----- FRAGMENTO DEL DOCUMENTO
La muerte es un nacer hacia dentro
Al final del documental sobre mi taller de poesía El Gran Poema de Nadie digo: “El Gran Poema de Nadie es el suicidio del autor, éste se sacrifica en las palabras encontradas en la basura por ‘los otros’, esa fue la intención desde un principio: dejar que las palabras asesinaran al ‘autor’ para que de sus cenizas surgiera el poema de ‘los otros’, para que de su muerte entre las palabras encontradas en la basura, ‘los otros’ crearan El Gran Poema de Nadie, el poema de todos (2012)”. Años después, al principio de Los libros suicidas (Horizonte árabe), en ‘Una escritura suicida’, escribí: “He intentado que los poemas de este libro mantengan cierta intensidad, o tensión, que percibo en algunos de mis poemas más logrados publicados anteriormente. Y digo percibo porque es como si alguien estuviera escribiendo ‘a través de mí’. Una vez terminado el poema, siento que ha muerto ‘ese ser’ que escribió, o me hizo escribir, el texto. Es una sensación extraña: un otro que hay dentro de ti nace, se hace y muere cuando el texto termina. Ese otro desaparece en la amnesia de mi Yo. Lo busco, intento recordarlo, y no hay forma de encontrar ese otro que muere con el nacimiento de la escritura; en este sentido es una escritura suicida. Y, a pesar de reconocer rasgos de mi propio Yo en el poema, es como si ese Otro los hubiera tomado prestados por una necesidad perentoria de mantener la respiración de la verdad en la escritura, pero no porque sea yo sino porque ese Otro, ‘escriba’ supremo, invisible y sin identidad, es condescendiente conmigo y fragmenta mi biografía, escogiendo, seleccionando, lo que le parece relevante para que la música prestada de una autobiografía impersonal llegue a los lectores como si fuera ‘su biografía’ (2015)”. En estos dos textos están las claves de toda mi poesía.
----------
■ TAREAS A REALIZAR
1 > Según el texto sobre la escritura suicida, ¿en qué libro aparece el apartado titulado "Una escritura suicida"?
2 > Prosigue el texto sobre la escritura suicida a partir de su última oración.
El material es independiente del fragmento del documento.
----- MATERIAL PROPORCIONADO
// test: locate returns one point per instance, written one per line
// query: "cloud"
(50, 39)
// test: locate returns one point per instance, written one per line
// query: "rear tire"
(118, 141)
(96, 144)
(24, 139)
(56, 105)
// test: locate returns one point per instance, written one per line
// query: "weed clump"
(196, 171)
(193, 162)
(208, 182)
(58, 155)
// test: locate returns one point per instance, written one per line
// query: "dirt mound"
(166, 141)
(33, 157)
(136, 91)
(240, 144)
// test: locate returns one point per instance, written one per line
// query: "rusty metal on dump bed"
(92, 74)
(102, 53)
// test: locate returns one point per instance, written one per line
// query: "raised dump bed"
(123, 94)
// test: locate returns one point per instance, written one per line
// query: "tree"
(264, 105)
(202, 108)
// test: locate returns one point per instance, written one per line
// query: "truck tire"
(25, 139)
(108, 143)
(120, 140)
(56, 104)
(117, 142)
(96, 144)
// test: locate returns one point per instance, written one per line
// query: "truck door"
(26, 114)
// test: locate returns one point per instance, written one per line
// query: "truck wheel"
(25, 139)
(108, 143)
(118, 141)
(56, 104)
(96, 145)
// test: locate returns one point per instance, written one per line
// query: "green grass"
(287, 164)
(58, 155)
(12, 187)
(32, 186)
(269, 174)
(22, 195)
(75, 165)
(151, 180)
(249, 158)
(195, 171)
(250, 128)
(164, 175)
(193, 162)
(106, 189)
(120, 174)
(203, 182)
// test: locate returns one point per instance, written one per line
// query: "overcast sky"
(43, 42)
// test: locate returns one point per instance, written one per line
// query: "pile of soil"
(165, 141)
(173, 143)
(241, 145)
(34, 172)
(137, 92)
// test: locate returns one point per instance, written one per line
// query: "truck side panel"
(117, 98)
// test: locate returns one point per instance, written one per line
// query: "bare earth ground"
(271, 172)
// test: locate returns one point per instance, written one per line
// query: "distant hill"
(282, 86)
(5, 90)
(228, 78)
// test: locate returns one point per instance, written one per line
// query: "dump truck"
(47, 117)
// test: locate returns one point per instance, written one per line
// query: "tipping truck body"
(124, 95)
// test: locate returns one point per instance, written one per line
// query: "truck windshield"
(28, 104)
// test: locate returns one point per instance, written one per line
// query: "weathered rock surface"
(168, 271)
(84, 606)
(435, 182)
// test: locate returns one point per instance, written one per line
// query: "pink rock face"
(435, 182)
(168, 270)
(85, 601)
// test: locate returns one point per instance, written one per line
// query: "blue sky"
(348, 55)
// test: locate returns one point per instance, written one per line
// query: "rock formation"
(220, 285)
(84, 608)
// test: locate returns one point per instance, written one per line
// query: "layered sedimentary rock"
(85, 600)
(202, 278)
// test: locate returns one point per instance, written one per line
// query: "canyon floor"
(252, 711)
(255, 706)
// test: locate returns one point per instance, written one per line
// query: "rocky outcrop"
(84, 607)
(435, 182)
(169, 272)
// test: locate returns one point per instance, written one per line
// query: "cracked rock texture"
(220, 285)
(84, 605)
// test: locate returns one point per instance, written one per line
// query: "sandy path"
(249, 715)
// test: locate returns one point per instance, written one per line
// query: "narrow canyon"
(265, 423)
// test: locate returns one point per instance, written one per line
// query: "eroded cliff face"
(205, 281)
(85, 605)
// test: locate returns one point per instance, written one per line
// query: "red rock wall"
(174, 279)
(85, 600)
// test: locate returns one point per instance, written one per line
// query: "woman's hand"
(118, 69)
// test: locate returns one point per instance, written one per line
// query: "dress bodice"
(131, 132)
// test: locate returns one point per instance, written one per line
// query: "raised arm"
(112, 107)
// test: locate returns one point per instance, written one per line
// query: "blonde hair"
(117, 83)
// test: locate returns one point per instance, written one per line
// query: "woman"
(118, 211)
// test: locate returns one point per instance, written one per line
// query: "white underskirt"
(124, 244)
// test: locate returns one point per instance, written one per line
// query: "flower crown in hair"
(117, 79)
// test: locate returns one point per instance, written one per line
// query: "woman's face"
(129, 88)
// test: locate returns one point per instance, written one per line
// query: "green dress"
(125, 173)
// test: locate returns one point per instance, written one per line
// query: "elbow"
----------
■ RESPUESTAS POR TAREA
1 > En Los libros suicidas (Horizonte árabe).

2 >
Releyendo en español un escrito de Martin Heidegger, que primero leí en francés, La pauvreté / La pobreza (1945), he comprendido que la muerte es un nacer hacia dentro, hacia el cero de nuestra vida, hacia el centro anterior a toda escritura. Dice Heidegger en un momento dado que la poesía busca “el centro de un círculo cuya periferia no está en ninguna parte”. Sería largo de explicar esta imagen, y complicado: el prólogo de este libro tiene 65 páginas en francés y el texto de Heidegger en alemán era de solo 12 páginas; o sea, que la complejidad del texto es muy grande. Pero yo me atengo a lo que entiendo, o más bien a las imágenes que me sirven para explicar mi propio trabajo. Y es que esa imagen de “un centro cuya periferia no está en ninguna parte” es para mí muy potente porque el centro es lo que he buscado siempre y, al final, he descubierto que ese centro de toda mi vida y mi obra es el deseo de volver a vientre de mi madre, antes de nacer, cuando la felicidad era absoluta. El resto, 40 años escribiendo, amando, haciendo proyectos, leyendo y reflexionando es ese círculo invisible, esa “periferia que no está en ninguna parte”; algo así como el territorio español conocido como La Mancha, que nadie sabe muy bien sus límites, pero su centro es un punto mítico, un lugar entre la realidad y la ficción creado por Miguel de Cervantes, el lugar del olvido.
Leyendo el manuscrito de la biografía literaria que está escribiendo sobre mí Amador Palacios me he esforzado en tratar de entender el por qué y para qué de todos mis esfuerzos por hacer una obra, por vivir de una cierta forma. La respuesta la he encontrado en ese viejo texto de Martin Heidgger, La pobreza. No se trata de la pobreza material sino de la pobreza como vía para llegar a la riqueza espiritual. Por lo tanto, quizás todos mis esfuerzos hayan merecido la pena, por mediocres que fueran a veces los resultados, pero ha llegado el momento de parar, de no escribir más poesía, de fundirse en lo poético que está siempre presente en el mundo que nos rodea.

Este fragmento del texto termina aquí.